▸ **TEXTE FOURNI**
┏━━
Mais Neofarm n’est pas une aventure solitaire. Alexia Rey s’est entourée : 

« C'est ma rencontre avec mon cofondateur qui a lancé l’étincelle de l’aventure entrepreneuriale. Olivier Le Blainvaux est également le cofondateur du startup studio Technofounders, plutôt axé sur des startups à forte dimension d'innovation, avec des deeptech, des projets issus du monde de la recherche... Le start-up studio avait déjà lancé des entreprises dans le secteur de l’agriculture, donc Olivier avait une certaine expertise. 

On a commencé par tester le marché pour voir s'il y avait un intérêt, un potentiel économique sur le projet. Et on a lancé le projet quelques mois après. »
┗━━
▸ **LISTE DES DONNÉES**
┏━━
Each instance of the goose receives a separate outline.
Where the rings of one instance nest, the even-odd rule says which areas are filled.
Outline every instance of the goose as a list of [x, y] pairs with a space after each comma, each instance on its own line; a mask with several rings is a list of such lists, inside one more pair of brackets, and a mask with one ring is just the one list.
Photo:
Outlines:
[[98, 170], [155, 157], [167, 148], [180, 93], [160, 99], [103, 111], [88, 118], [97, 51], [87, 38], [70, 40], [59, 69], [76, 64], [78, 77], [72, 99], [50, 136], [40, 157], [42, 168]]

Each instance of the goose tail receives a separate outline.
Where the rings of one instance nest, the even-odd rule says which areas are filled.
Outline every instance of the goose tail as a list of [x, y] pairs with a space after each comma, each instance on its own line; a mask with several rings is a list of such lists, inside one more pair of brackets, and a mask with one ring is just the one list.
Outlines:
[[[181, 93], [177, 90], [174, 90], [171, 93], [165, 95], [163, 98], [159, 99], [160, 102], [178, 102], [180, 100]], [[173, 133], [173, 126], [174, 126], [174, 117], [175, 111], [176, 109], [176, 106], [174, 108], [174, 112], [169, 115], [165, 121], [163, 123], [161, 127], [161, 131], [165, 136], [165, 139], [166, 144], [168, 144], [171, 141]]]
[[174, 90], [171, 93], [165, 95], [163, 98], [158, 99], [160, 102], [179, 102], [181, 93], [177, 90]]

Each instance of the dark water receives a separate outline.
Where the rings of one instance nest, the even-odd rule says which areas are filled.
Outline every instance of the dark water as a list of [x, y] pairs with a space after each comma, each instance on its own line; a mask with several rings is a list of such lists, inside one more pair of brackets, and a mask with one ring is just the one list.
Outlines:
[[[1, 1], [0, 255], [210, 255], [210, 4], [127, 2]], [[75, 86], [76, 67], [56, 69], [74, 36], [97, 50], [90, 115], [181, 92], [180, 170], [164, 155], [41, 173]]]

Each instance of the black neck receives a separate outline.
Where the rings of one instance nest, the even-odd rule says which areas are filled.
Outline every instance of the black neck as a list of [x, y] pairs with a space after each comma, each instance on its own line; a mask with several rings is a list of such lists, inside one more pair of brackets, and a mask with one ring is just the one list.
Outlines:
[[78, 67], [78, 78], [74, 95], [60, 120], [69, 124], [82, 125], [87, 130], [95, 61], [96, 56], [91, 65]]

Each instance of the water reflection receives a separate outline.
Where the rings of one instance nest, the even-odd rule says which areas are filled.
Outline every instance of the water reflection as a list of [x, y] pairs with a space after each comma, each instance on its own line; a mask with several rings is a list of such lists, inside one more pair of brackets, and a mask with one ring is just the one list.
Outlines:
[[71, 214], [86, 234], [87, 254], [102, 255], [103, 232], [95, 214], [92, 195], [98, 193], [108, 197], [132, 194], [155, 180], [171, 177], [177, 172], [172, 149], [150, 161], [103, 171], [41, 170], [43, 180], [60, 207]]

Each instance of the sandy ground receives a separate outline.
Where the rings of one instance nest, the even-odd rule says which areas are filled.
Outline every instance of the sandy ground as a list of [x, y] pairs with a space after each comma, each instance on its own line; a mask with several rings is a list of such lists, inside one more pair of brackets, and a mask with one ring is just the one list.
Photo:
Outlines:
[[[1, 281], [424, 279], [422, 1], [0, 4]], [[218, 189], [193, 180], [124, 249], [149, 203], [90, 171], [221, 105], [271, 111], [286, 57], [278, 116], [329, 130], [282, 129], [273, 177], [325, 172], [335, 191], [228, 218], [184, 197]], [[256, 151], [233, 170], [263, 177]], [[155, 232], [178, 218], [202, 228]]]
┗━━
▸ **CONSIGNES**
(A) Recopiez le passage du texte sur Neofarm qui va de « Mais Neofarm n’est » jusqu'à « une certaine expertise. » inclus.
(B) Résumez en deux phrases le paragraphe du texte sur Neofarm qui commence par « C'est ma rencontre avec mon cofondateur », en conservant ses faits principaux.

▸ **RÉPONSES**
(A)
Mais Neofarm n’est pas une aventure solitaire. Alexia Rey s’est entourée : 

« C'est ma rencontre avec mon cofondateur qui a lancé l’étincelle de l’aventure entrepreneuriale. Olivier Le Blainvaux est également le cofondateur du startup studio Technofounders, plutôt axé sur des startups à forte dimension d'innovation, avec des deeptech, des projets issus du monde de la recherche... Le start-up studio avait déjà lancé des entreprises dans le secteur de l’agriculture, donc Olivier avait une certaine expertise.

(B) La rencontre avec le cofondateur, Olivier Le Blainvaux, a déclenché l'aventure entrepreneuriale. Celui-ci a aussi cofondé Technofounders, un startup studio axé sur des startups très innovantes (deeptech, projets issus de la recherche), qui avait déjà lancé des entreprises dans l'agriculture, d'où une certaine expertise dans ce secteur.